USING THE INFORMATION:
1. List every proper name that appears in the passage on students' interest in journalists.
2. In the passage on students' interest in journalists, reproduce the text from "Then, in 2023, when" to "one student said.".

*** DOCUMENT TEXT Section Begins ***

But I noticed a shift in the winter of 2019, a waning in interest among both undergrad and postgrad students. It’s not that they didn’t know journalists, it’s that they didn’t really care to hear from them. I began to hear more complaints of the ‘I don’t feel represented’ in the media variety. There was a lot of resentment at how the Aurat March had been covered a year earlier. The anger at the misogyny has grown every year I’ve taught and, as the kids say, I’m here for it. Newsroom managers reading this must take note.

Then, in 2023, when I began teaching news media literacy to liberal arts students not on any journalism or news media track, I was surprised at their lack of interest in meeting journalists. The only two names that featured were Waseem Badami and Iqrarul Hasan, both on the same channel. My students weren’t all supporters of a particular party but their families were so they were the two names these students were most familiar with. This year too, Waseem Badami has topped the list. It is because they like his style of journalism which they say is non-combative. He seems like a nice guy, one student said.

Eight years doesn’t seem like a long time to witness such a decline in interest but then, maybe it mirrors the decline in what’s passing as news these days. When journalists are laid off, and others have to step in and take the extra load, with no extra compensation or when they have to work without getting salaries for two months, it seems unfair to expect quality journalism. Yet many of my colleagues are producing stellar work under impossible, circumstances. They deserve the recognition for their work, which isn’t getting the eyeballs it deserves. Because the screaming heads on TV and YouTube consume too much space.

*** DOCUMENT TEXT Section Ends ***
*** DATASET CONTENT Section Begins ***

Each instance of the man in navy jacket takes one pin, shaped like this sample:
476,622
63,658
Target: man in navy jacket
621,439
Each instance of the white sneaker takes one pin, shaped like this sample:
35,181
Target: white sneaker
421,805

*** DATASET CONTENT Section Ends ***

TASK SOLUTIONS:
1. Aurat March, Waseem Badami, Iqrarul Hasan, YouTube

2.
Then, in 2023, when I began teaching news media literacy to liberal arts students not on any journalism or news media track, I was surprised at their lack of interest in meeting journalists. The only two names that featured were Waseem Badami and Iqrarul Hasan, both on the same channel. My students weren’t all supporters of a particular party but their families were so they were the two names these students were most familiar with. This year too, Waseem Badami has topped the list. It is because they like his style of journalism which they say is non-combative. He seems like a nice guy, one student said.